Extracted information:
□ □ □
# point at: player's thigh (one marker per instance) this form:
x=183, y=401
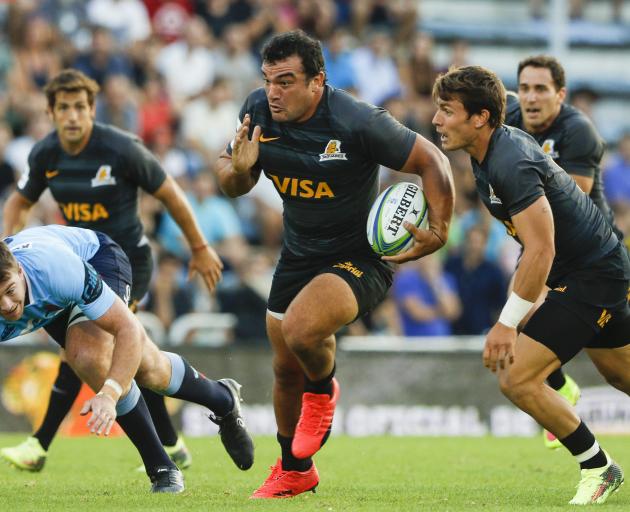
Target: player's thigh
x=89, y=352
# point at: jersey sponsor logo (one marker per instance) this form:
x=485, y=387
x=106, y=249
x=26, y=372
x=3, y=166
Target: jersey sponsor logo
x=264, y=139
x=84, y=212
x=548, y=148
x=493, y=197
x=92, y=285
x=332, y=151
x=604, y=318
x=302, y=188
x=103, y=176
x=347, y=265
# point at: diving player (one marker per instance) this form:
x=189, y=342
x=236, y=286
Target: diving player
x=94, y=172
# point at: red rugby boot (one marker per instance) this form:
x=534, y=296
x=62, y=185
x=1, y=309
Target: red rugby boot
x=315, y=422
x=286, y=484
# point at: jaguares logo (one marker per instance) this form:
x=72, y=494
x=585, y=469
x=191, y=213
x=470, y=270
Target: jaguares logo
x=332, y=151
x=302, y=188
x=549, y=148
x=84, y=212
x=103, y=176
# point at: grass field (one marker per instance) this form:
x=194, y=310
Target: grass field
x=382, y=473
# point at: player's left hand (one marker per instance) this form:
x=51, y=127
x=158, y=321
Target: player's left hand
x=498, y=352
x=207, y=262
x=103, y=408
x=425, y=242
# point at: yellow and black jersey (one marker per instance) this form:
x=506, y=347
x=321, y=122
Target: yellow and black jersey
x=515, y=173
x=326, y=168
x=97, y=188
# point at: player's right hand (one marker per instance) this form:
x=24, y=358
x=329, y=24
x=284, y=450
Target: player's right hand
x=245, y=151
x=103, y=408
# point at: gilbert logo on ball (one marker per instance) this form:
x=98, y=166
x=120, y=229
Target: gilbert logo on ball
x=398, y=203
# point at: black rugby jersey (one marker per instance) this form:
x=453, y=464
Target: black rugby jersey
x=98, y=188
x=326, y=168
x=574, y=144
x=515, y=173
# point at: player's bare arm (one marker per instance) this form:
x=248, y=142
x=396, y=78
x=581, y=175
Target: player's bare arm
x=235, y=173
x=428, y=162
x=128, y=337
x=203, y=259
x=15, y=213
x=534, y=227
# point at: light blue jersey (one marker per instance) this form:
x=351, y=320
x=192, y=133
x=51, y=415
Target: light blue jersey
x=58, y=275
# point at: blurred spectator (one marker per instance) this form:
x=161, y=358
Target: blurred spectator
x=426, y=297
x=217, y=219
x=338, y=61
x=116, y=105
x=616, y=174
x=208, y=122
x=236, y=62
x=169, y=18
x=375, y=70
x=246, y=296
x=170, y=295
x=188, y=64
x=481, y=285
x=101, y=60
x=7, y=172
x=220, y=14
x=155, y=111
x=128, y=20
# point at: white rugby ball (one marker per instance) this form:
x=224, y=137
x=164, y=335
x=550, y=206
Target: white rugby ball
x=398, y=203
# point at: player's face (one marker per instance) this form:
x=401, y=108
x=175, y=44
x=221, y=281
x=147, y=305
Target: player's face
x=539, y=98
x=73, y=118
x=292, y=97
x=454, y=124
x=12, y=293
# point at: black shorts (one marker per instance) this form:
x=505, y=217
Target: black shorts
x=141, y=270
x=369, y=277
x=582, y=313
x=113, y=267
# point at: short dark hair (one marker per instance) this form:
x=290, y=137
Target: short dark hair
x=477, y=88
x=296, y=42
x=71, y=80
x=8, y=263
x=548, y=62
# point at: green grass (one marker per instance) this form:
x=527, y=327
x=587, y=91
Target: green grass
x=376, y=473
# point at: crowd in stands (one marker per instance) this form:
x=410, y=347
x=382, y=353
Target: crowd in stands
x=175, y=72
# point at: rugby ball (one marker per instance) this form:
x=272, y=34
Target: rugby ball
x=398, y=203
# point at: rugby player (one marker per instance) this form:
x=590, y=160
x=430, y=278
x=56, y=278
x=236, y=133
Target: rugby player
x=94, y=172
x=568, y=245
x=569, y=137
x=75, y=283
x=322, y=149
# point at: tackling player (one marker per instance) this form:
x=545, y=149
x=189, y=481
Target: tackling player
x=94, y=172
x=322, y=149
x=569, y=137
x=75, y=283
x=568, y=245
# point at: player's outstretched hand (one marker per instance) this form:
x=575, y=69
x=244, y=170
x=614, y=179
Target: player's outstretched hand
x=425, y=242
x=207, y=262
x=244, y=150
x=103, y=409
x=498, y=352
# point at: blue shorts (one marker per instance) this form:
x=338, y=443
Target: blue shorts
x=112, y=266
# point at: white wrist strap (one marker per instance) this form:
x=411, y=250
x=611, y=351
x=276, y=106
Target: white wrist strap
x=114, y=385
x=514, y=310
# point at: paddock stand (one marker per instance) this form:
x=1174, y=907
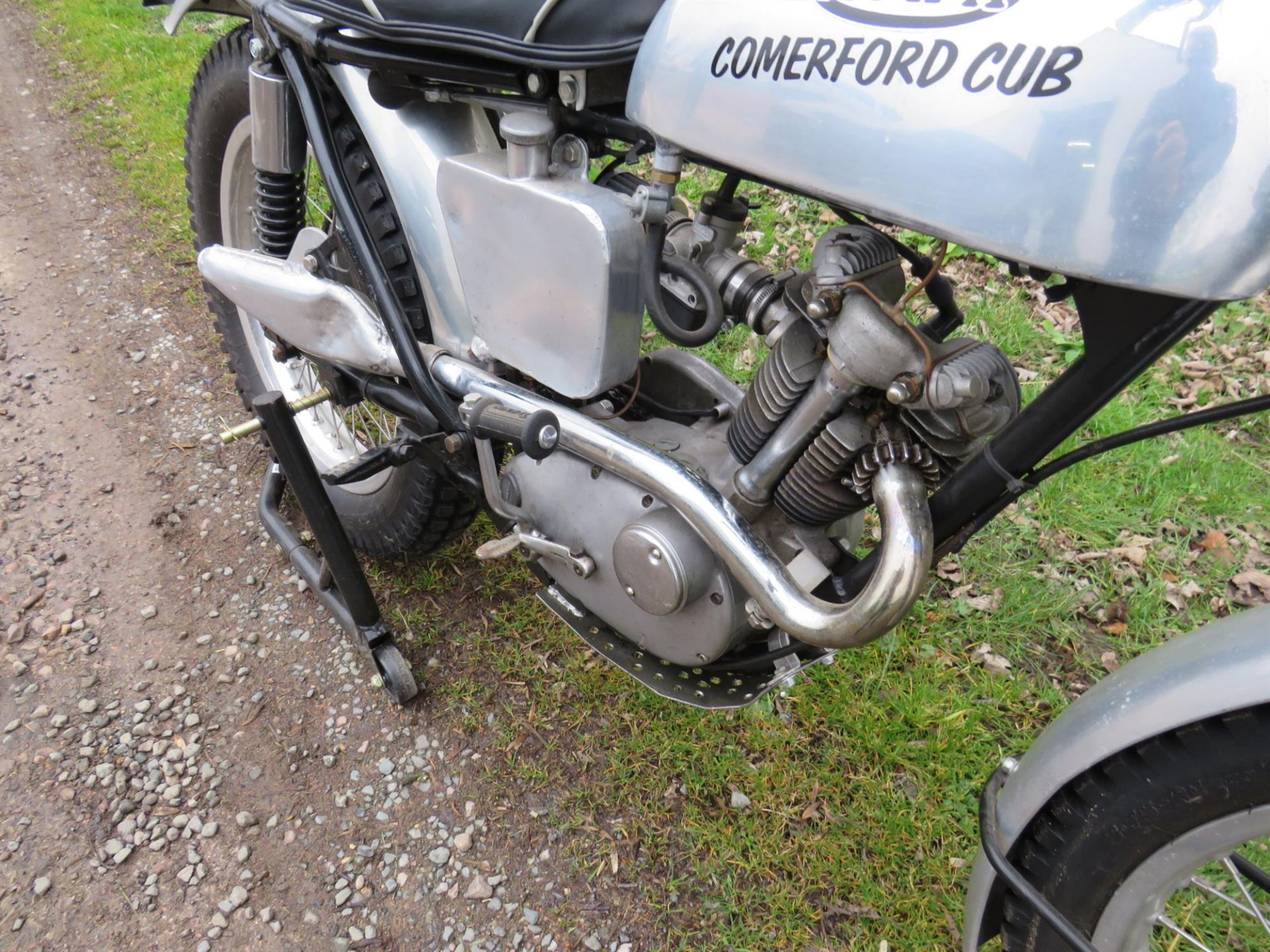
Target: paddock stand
x=335, y=576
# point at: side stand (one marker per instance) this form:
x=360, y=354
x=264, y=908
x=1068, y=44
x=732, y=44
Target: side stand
x=335, y=576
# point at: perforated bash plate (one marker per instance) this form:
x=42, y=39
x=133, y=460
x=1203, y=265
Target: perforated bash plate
x=689, y=686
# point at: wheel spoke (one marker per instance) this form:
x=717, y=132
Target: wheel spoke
x=1217, y=894
x=1238, y=881
x=1181, y=933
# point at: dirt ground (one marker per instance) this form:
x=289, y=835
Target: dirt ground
x=192, y=754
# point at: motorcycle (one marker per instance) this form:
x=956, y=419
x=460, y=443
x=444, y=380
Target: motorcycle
x=429, y=234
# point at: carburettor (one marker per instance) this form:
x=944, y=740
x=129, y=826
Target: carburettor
x=843, y=362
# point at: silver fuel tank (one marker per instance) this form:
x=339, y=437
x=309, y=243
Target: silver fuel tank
x=1126, y=141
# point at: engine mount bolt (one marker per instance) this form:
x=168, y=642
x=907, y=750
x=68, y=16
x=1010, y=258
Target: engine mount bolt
x=905, y=389
x=822, y=307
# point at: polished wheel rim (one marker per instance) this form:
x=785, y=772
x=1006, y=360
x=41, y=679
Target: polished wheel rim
x=1206, y=891
x=333, y=434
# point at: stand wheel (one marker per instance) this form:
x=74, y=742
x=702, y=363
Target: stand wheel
x=396, y=673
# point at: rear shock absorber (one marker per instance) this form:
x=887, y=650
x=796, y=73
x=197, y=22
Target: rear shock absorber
x=280, y=151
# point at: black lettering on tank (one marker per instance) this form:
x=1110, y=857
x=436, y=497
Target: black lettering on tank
x=821, y=54
x=1054, y=75
x=796, y=58
x=724, y=48
x=908, y=54
x=845, y=58
x=1010, y=84
x=741, y=63
x=934, y=70
x=996, y=52
x=771, y=56
x=865, y=78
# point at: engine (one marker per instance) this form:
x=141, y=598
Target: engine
x=850, y=385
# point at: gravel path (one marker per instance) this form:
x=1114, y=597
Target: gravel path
x=192, y=754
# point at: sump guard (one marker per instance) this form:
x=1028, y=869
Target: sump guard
x=714, y=691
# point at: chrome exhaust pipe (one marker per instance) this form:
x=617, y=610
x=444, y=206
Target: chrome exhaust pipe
x=321, y=317
x=332, y=321
x=898, y=489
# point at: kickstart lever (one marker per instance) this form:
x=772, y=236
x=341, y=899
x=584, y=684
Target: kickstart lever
x=583, y=565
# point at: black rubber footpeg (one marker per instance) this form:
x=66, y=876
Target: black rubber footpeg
x=536, y=434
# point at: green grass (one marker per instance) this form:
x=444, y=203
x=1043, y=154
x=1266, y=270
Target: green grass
x=130, y=81
x=864, y=777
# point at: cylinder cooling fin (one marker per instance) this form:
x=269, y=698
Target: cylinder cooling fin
x=780, y=382
x=813, y=492
x=280, y=210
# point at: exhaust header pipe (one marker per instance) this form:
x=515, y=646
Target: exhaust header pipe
x=320, y=317
x=332, y=321
x=898, y=489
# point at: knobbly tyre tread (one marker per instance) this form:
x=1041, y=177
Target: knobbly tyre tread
x=417, y=510
x=1111, y=819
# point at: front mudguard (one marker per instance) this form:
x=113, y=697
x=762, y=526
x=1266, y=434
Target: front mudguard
x=1213, y=670
x=179, y=8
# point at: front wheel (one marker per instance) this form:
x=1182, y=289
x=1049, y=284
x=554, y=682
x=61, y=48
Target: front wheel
□ □ □
Set task:
Convert the stretch of entries that opens with the line containing "# point at: chrome" and closes with the line containing "x=536, y=434" into a JSON list of strings, one string per line and both end lines included, leaving out any blank lines.

The output:
[
  "# point at: chrome exhaust pipe (one marker per instance) this form:",
  "x=617, y=610",
  "x=444, y=206",
  "Target: chrome exhaust pipe",
  "x=321, y=317",
  "x=332, y=321",
  "x=898, y=489",
  "# point at: kickstart lever (one marker per instance) this form:",
  "x=772, y=236",
  "x=341, y=899",
  "x=584, y=684",
  "Target: kickstart lever",
  "x=583, y=565",
  "# point at: black rubber footpeg (one marker per instance) this form:",
  "x=66, y=876",
  "Target: black rubber footpeg",
  "x=536, y=434"
]